Echo the rows below verbatim, starting with the first row and ending with the line that contains "[161,73,300,122]", including both of those lines.

[RAW RECORDS]:
-=-=-=-=-
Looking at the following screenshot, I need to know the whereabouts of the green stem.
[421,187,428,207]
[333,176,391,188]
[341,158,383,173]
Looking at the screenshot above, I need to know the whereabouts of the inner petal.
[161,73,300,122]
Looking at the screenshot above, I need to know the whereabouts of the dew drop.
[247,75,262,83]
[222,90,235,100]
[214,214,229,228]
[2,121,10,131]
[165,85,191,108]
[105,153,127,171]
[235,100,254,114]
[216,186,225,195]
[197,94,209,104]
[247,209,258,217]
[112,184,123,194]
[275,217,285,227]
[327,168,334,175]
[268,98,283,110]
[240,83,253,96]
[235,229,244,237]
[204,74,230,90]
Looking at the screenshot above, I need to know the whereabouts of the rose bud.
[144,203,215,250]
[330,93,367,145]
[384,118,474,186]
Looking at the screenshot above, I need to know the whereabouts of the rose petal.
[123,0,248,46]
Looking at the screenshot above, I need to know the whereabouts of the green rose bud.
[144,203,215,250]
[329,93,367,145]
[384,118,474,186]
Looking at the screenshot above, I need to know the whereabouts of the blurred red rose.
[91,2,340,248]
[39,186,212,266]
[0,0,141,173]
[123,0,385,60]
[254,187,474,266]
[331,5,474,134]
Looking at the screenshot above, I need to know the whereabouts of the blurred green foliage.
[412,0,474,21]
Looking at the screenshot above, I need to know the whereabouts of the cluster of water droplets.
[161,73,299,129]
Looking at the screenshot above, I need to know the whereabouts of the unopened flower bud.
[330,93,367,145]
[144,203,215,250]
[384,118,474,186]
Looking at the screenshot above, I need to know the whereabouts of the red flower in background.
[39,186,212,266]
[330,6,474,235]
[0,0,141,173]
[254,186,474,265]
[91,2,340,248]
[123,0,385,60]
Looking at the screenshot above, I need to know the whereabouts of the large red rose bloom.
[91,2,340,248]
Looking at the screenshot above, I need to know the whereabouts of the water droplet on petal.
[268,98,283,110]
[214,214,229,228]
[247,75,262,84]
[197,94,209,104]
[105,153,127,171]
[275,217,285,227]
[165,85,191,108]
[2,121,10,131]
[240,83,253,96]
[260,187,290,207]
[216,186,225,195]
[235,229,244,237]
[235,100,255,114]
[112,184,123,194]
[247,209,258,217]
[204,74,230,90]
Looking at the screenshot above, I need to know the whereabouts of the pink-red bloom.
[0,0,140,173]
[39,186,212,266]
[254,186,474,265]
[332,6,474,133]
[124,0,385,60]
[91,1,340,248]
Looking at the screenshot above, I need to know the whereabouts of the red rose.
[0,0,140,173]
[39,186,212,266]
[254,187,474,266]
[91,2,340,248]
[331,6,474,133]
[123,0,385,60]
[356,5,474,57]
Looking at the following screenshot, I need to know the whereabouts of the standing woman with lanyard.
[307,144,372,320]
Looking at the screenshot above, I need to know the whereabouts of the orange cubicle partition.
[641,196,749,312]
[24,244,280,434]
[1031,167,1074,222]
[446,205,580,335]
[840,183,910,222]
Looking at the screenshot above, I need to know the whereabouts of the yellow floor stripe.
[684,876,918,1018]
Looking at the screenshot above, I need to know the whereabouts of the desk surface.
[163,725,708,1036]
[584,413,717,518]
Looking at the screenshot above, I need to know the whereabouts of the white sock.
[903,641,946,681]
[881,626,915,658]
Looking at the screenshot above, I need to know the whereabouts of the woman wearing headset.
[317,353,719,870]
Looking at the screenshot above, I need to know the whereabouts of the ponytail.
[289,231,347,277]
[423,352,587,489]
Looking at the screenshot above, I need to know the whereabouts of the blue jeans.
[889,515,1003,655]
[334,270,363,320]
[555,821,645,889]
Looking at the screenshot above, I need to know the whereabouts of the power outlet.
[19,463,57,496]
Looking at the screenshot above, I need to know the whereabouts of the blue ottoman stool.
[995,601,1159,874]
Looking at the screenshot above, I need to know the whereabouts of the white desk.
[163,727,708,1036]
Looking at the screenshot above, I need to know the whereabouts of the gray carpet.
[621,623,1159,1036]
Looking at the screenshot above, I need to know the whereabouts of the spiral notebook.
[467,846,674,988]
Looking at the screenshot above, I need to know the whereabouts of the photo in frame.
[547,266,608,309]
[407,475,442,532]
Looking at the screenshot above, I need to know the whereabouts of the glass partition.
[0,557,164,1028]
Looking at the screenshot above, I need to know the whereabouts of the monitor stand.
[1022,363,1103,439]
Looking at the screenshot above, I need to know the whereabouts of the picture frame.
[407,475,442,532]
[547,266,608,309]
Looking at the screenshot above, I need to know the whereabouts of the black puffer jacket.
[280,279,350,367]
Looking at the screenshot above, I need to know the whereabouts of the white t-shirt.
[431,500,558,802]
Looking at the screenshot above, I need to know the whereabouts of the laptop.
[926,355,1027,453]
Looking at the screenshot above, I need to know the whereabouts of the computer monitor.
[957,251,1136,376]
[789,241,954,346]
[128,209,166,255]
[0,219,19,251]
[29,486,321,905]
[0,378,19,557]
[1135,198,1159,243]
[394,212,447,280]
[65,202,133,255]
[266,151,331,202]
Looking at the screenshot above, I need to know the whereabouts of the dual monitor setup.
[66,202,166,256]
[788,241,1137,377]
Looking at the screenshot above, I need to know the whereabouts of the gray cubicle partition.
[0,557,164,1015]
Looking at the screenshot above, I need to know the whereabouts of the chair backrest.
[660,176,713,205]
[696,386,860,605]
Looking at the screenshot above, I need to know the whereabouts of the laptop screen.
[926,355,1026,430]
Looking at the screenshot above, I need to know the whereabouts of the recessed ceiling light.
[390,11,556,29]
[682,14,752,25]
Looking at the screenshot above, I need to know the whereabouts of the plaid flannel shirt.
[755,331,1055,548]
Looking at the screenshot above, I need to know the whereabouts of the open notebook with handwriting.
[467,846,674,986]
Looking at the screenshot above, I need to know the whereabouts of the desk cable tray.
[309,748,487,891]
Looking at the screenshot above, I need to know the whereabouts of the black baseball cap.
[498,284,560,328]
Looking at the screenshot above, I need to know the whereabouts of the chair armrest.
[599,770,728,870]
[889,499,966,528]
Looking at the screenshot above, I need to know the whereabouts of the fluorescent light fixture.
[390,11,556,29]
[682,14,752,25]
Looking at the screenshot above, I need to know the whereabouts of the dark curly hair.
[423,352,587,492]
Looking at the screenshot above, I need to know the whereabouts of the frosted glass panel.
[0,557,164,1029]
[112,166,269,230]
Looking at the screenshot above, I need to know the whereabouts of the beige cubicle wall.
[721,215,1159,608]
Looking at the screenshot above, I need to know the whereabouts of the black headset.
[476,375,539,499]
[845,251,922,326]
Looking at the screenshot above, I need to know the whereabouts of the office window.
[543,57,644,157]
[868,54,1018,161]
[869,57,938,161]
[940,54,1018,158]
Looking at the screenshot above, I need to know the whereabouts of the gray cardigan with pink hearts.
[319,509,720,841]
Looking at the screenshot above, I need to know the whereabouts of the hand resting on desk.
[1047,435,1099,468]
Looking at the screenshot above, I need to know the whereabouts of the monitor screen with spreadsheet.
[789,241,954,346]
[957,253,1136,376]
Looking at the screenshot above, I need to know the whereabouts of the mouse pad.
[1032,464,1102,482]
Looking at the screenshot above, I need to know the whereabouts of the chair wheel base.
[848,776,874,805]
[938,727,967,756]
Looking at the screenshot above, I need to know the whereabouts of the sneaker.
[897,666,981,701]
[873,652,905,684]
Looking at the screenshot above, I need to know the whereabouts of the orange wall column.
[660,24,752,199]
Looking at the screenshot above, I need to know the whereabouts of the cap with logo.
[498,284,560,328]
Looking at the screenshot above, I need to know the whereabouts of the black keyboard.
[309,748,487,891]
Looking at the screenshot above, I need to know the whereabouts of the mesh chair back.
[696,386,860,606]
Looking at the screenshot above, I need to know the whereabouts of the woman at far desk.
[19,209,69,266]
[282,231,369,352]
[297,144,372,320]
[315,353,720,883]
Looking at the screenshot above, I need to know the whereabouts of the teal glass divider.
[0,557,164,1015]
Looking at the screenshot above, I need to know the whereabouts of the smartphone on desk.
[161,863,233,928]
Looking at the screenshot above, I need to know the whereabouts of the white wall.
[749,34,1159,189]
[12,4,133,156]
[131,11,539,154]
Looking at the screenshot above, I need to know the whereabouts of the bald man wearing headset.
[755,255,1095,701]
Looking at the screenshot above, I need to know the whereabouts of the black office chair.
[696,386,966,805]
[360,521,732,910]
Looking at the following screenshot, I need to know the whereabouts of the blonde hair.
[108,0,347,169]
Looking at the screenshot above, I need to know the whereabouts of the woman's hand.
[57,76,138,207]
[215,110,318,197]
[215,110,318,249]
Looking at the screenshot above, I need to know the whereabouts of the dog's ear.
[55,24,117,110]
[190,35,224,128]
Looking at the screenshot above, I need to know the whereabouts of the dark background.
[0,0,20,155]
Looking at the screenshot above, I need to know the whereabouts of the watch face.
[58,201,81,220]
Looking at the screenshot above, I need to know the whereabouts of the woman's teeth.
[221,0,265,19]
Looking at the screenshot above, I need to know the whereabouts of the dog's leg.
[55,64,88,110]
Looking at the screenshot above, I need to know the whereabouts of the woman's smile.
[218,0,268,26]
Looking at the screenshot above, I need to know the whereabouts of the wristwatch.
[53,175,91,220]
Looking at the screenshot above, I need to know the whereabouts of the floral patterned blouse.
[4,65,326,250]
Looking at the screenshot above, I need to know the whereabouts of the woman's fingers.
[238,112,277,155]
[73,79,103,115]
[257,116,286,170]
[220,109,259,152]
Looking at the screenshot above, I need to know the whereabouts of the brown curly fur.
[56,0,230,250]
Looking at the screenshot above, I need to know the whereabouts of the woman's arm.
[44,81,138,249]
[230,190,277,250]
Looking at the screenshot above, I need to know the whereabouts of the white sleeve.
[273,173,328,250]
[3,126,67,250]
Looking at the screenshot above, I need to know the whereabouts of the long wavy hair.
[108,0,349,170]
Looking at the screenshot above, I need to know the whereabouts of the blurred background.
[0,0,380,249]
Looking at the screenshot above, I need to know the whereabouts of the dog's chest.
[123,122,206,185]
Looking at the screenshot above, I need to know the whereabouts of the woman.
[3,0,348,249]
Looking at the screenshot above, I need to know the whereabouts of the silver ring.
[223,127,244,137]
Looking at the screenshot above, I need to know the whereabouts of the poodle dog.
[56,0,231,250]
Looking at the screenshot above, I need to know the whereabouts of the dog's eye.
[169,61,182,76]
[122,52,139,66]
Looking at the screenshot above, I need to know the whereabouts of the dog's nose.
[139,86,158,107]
-=-=-=-=-
[PROBLEM SOLUTION]:
Looking at the following screenshot, I need to know the whereabouts of the green stem.
[421,187,428,207]
[333,176,391,188]
[341,158,383,173]
Looking at the screenshot above, I need to know the whereabouts of the inner petal.
[161,73,300,122]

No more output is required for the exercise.